• _Task objective_: Leaving out every picture, output the records below exactly as they are.

···

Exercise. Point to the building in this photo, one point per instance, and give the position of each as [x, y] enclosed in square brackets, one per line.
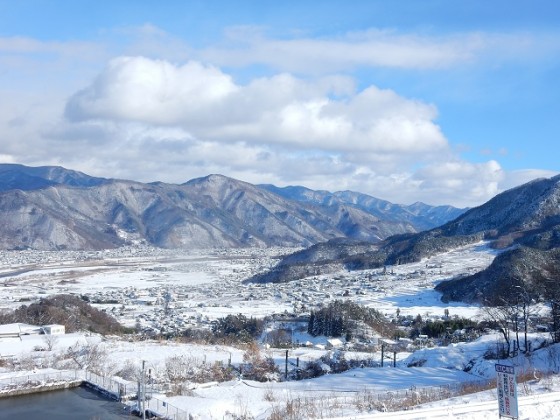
[54, 329]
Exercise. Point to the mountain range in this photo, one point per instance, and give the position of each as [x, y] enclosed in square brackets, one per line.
[523, 222]
[53, 208]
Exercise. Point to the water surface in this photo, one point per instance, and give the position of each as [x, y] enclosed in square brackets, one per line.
[68, 404]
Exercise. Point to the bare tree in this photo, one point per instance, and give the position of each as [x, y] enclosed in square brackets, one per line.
[50, 341]
[501, 318]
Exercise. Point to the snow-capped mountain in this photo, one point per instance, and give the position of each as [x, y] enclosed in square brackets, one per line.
[54, 208]
[525, 216]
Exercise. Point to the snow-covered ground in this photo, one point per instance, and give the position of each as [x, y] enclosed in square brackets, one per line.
[203, 286]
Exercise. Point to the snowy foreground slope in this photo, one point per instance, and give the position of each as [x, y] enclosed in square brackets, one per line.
[130, 284]
[352, 394]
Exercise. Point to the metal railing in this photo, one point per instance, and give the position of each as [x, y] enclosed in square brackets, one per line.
[39, 379]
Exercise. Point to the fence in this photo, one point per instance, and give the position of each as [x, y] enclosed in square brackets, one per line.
[119, 389]
[37, 379]
[126, 389]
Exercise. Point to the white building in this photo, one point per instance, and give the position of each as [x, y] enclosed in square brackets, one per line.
[54, 329]
[18, 329]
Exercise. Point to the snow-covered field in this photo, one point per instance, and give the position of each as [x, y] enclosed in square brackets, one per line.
[199, 287]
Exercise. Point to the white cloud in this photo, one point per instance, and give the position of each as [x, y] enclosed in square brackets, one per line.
[281, 109]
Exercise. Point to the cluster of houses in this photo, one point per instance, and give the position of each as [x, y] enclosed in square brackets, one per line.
[18, 329]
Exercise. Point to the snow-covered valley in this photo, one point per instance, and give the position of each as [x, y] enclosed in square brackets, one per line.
[159, 291]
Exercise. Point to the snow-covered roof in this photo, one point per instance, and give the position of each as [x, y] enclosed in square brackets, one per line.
[18, 328]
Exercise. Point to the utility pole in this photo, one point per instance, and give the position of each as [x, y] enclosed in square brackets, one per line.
[143, 390]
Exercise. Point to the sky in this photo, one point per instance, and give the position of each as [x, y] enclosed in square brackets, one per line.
[439, 101]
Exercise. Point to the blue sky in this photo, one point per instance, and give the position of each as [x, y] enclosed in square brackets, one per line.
[445, 102]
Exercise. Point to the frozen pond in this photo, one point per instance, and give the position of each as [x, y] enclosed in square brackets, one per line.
[69, 404]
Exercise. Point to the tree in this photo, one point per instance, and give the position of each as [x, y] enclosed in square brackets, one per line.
[500, 317]
[551, 295]
[50, 341]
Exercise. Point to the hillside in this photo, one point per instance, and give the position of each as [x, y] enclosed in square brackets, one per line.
[527, 215]
[52, 208]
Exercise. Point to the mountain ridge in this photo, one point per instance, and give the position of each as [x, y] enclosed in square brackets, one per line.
[527, 215]
[54, 208]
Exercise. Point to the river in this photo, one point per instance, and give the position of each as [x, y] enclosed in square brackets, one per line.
[69, 404]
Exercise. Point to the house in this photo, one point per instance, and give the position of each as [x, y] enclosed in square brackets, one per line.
[334, 343]
[18, 329]
[54, 329]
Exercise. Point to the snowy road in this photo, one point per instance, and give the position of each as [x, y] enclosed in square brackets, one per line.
[531, 406]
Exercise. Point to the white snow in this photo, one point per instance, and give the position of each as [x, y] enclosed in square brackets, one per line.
[208, 285]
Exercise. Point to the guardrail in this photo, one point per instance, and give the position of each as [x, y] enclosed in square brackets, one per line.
[119, 389]
[35, 379]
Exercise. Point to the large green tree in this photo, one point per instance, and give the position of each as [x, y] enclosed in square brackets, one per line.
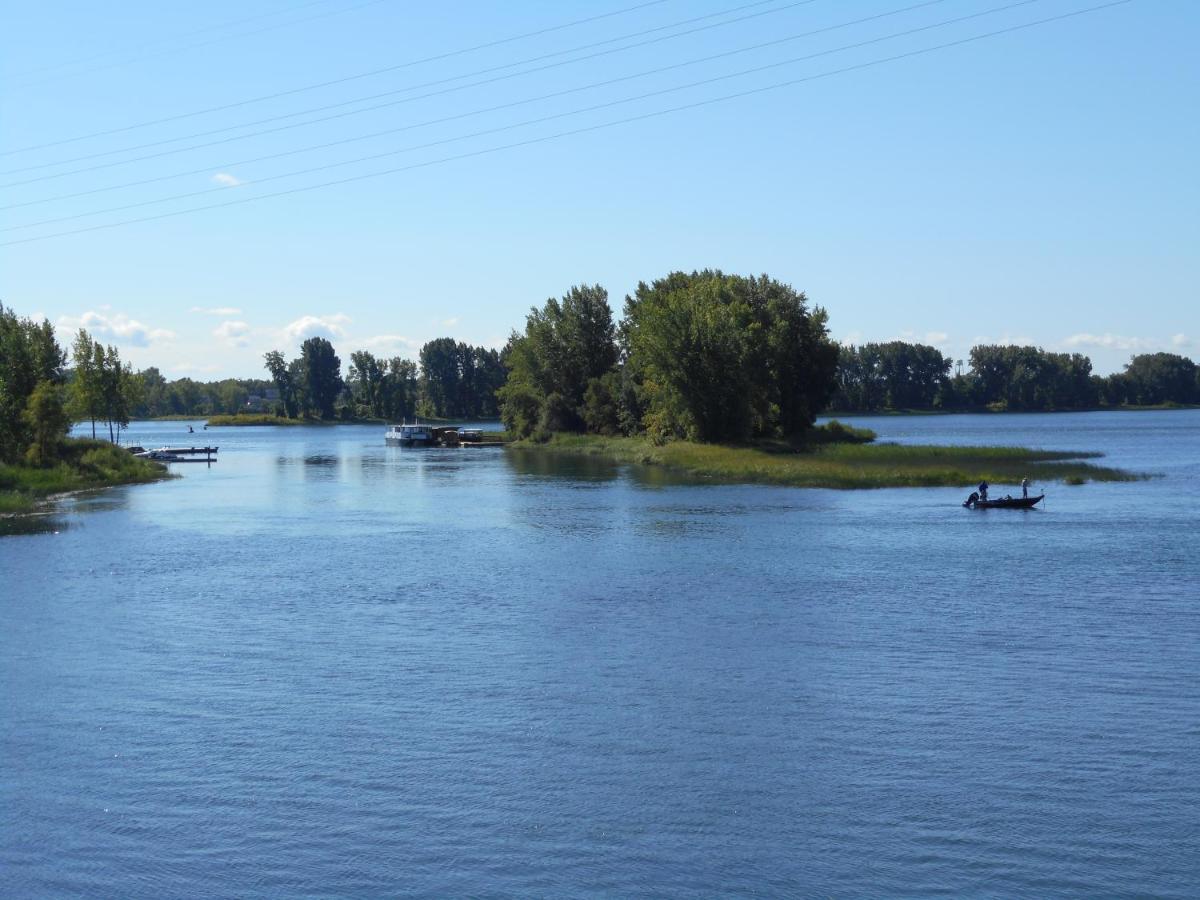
[322, 375]
[29, 355]
[720, 357]
[567, 345]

···

• _Exercise output_:
Exercise. Point to the building in this photo, one point per instance, and give the position of each as [x, y] enclosed in square brackets, one per line.
[54, 329]
Exercise. Point to the mountain range in this photo, one point per instance, and give the position of each as [x, y] enclosed in square brackets, one per line.
[523, 222]
[53, 208]
Exercise. Point to the water surface in this photo, one point per instance, and give the position of each as [x, y] enclosed in square brackets, one per line.
[68, 404]
Exercise. Point to the bare tree in this photo, one point per instance, and give the position of each as [x, y] enclosed in square brackets, one per line.
[50, 341]
[501, 318]
Exercise. Point to the snow-capped mountain in this photo, one point per instance, and give the position of each as [x, y] enclosed in square brackets, one per line.
[54, 208]
[525, 216]
Exercise. Point to the snow-covered ground in this photo, one point per instance, and give the position of each as [x, y] enclosed in square brackets, one per line.
[203, 286]
Exercise. Point to the snowy foreground slope in this photo, one point per instance, and give the position of each as [x, y] enclosed in square brackets, one per line.
[130, 284]
[352, 394]
Exercise. Point to the metal railing in this photo, one point per instance, and give the position of each as [x, y] enclosed in square brackets, one per line.
[39, 379]
Exercise. Point to the fence in this photo, one point per instance, and give the position of each as [x, y] enclosed in square brackets, one per line.
[119, 389]
[37, 379]
[126, 389]
Exercise. Point to the white building in this photo, one point per instance, and give the position of each as [x, y] enclosed in square brackets, one per line.
[54, 329]
[18, 329]
Exercise. Point to the snow-covered field in this photo, one point per instance, and give the position of each as [x, y] enclosed in square brackets, one per line.
[199, 287]
Exercise. Point to the white cloud in this photo, one point per instance, and give the position of each as [x, y] enclosed in square brackets, one per line.
[281, 109]
Exercise. Point to the cluster of houses in this photo, one point per instance, and give the position of each as [x, y] enclosed in square brackets, one per line.
[18, 329]
Exercise. Point to the snow-covered valley in this photo, one point per instance, and give the position of each as [x, y] enclosed in square brackets, one per line.
[159, 291]
Exercise. Point to the snow-covered roof in this photo, one point per instance, and give the position of each as [x, y] enclosed in square brackets, one per line.
[18, 328]
Exercise. Point to the utility pole in this photo, one point per instance, and give the position of each as [x, y] enclosed in square brackets, one per line.
[143, 390]
Exercise. Point to the sky in this photo, one point per instance, and give the position of each as [x, y] enclosed in square brackets, one per line.
[439, 101]
Exercise. Point to the blue sky in this photo, one point per instance, and give the position of each as [x, y] enclosed in square brackets, one per line.
[445, 102]
Exercise. Point to the frozen pond in this photo, one point per instance, and give the position of each as [x, y] enclosed in square brackets, one per line.
[69, 404]
Exercise. Point to the tree in this photo, one point per instance, and give the position of each as [x, y] enclosed in square brackets, one per line.
[500, 317]
[551, 295]
[50, 341]
Exercise. Point to the hillside in this photo, one point per instance, and give the position of each as [x, y] enclosed in square brackets, one per line.
[527, 215]
[52, 208]
Exercise. Point to the mountain ridge in this photo, one point per instance, and give the position of each as [x, y] enclosed in square brackets, one per line.
[527, 215]
[54, 208]
Exercise. Point to the river in this photo, one point per instance, and give the position of each as [x, y] enclosed in square brackets, one per line.
[69, 404]
Exercise. Point to the house in this photo, one point per instance, and give the position of each as [x, y] enclosed in square brackets, one per line.
[334, 343]
[18, 329]
[54, 329]
Exercise. Point to the snowy road in this photo, one point per instance, and give the position of each as [x, y] enclosed in square brackets, one per line.
[531, 406]
Exercise. Point to the white snow in this photo, one point per instance, and give the position of each as [x, y] enclosed in square brackets, one per line.
[208, 285]
Exercise. Point to the guardrail in this photo, one point per instance, and give the position of each as [x, y] enclosed in square brackets, one per line.
[119, 389]
[35, 379]
Exercise. Point to the large green tree in this photo, one point per instance, and give the position of each as [x, y] enclosed in square brackets, one per line.
[322, 375]
[29, 355]
[720, 357]
[567, 345]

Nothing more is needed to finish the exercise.